The practice of making resolutions goes back to the ancient Babylonians, who promised to repay their debts in the year ahead and return any objects they had borrowed. The Romans made the same promises to their god Janus, who was a two-headed god. He looked both behind and ahead, which is where we get the name of our first month of the calendar year. Even medieval knights took what was called a “peacock vow” to renew their vows of chivalry.

I’m guessing the knights kept their vows for the most part, but the Babylonians and Romans might have been in the same boat as many of us: the resolutions went by the wayside by the end of January. A study in 2007 showed that 88% of all people who make resolutions fail. That success rate makes you wonder why people even try.

But try we do, and those who find success can feel even better about themselves; after all, they’re a small percentage! Studies have also shown that the success rate goes up when the resolution is shared with others. With that in mind, I’d like to share some resolutions that maybe we can all work on together and find success in some shared goals.

One area I’d like to improve is judging other people. It’s very easy to do that, and I’m certainly guilty of it in this column. There are times someone needs to be called out or a discussion can ensue about certain actions from prominent figures in the news. However, in day-to-day life, this is an area I can improve, and I’m guessing I’m not alone.

If it’s one thing Mr. Bunn has brought to our school as the principal, it’s to look at the whole person before we pass judgment. It’s easy to get upset with a student who does not do any work or who takes attitude with you, but sometimes there is more to the story. Maybe the child’s parents are going through a divorce. Maybe someone in the family was diagnosed with an illness. Maybe Dad lost his job or Mom got evicted.

All these things can lead to a student acting out or not being motivated to work. We should try to help that student through the difficult time but also give the child a comforting place in which he or she can feel safe and wanted, which might not always be the case at home.

I can always work on being a better father and husband. Again, many of you might be able to say the same; I don’t know if any of us are ever perfect.

I don’t always understand the needs of my kids and sometimes get frustrated when I can see a clear solution to their problem, but they cannot. Sometimes logic does not take center stage, and the better I understand that, the better parent I can be.
□ □ □ □ □ □ □
USING THE INFORMATION =
[1] Turn the paragraph of the resolutions column that begins "The practice of making resolutions" into a short bulleted list that keeps its main facts.
[2] In the resolutions column, what percentage of people who make resolutions fail, according to the 2007 study?
[3] Translate this sentence from the resolutions column into Spanish: "Studies have also shown that the success rate goes up when the resolution is shared with others."

Dataset items
□ □ □ □ □ □ □
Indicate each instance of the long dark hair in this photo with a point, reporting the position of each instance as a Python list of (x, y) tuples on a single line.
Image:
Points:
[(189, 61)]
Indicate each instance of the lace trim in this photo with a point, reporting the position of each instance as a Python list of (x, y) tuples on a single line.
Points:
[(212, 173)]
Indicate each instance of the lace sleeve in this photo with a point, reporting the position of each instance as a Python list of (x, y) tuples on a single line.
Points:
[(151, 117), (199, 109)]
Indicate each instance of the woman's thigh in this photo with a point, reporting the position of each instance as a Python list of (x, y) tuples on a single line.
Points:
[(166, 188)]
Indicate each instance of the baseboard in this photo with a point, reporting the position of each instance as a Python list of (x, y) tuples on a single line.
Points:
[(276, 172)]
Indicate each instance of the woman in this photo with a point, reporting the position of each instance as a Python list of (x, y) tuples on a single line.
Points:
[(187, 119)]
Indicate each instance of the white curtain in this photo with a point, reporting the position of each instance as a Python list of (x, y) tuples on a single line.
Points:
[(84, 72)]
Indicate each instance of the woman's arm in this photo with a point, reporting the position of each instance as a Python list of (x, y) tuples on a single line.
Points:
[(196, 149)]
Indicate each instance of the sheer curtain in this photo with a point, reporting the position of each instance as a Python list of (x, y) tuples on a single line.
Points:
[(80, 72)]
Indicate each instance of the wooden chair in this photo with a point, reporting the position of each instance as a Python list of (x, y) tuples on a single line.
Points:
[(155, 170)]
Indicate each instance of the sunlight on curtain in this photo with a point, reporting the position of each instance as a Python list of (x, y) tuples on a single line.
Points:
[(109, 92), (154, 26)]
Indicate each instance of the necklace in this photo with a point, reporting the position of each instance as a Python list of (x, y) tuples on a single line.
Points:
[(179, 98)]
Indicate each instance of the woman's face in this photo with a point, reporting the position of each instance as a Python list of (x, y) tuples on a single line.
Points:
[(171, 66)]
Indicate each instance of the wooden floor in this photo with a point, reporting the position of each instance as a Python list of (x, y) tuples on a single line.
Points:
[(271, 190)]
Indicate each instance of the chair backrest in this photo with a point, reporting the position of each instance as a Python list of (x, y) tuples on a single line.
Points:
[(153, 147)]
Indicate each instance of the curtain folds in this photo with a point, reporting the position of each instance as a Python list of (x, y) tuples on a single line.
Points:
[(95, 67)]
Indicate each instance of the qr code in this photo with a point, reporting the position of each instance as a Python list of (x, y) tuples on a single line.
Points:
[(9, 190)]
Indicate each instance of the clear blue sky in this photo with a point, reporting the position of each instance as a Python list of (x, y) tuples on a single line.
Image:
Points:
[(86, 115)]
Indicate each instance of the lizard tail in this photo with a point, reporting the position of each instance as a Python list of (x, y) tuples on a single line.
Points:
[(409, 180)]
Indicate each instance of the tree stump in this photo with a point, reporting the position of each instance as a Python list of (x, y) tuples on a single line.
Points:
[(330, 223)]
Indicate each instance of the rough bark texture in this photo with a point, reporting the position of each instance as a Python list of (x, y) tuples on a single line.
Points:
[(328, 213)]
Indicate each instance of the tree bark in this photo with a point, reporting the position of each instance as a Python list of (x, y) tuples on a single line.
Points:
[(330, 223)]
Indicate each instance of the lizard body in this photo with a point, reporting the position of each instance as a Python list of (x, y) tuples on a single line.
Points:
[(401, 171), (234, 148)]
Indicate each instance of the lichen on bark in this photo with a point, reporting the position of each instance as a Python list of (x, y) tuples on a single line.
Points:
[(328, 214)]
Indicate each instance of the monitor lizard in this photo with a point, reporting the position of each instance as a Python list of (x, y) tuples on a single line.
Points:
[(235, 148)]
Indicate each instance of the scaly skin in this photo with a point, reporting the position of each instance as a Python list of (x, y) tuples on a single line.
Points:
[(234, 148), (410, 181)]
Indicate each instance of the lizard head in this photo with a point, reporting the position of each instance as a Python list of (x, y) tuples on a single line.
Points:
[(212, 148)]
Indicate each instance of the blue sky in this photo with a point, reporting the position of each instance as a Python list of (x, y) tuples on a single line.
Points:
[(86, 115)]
□ □ □ □ □ □ □
EXPECTED RESULTS =
[1]
- The ancient Babylonians made resolutions, promising to repay debts and return borrowed objects in the year ahead.
- The Romans made the same promises to Janus, a two-headed god who looked both behind and ahead.
- The name of the first month of the calendar year comes from Janus.
- Medieval knights took a "peacock vow" to renew their vows of chivalry.

[2] 88%

[3] Los estudios también han demostrado que la tasa de éxito aumenta cuando la resolución se comparte con otras personas.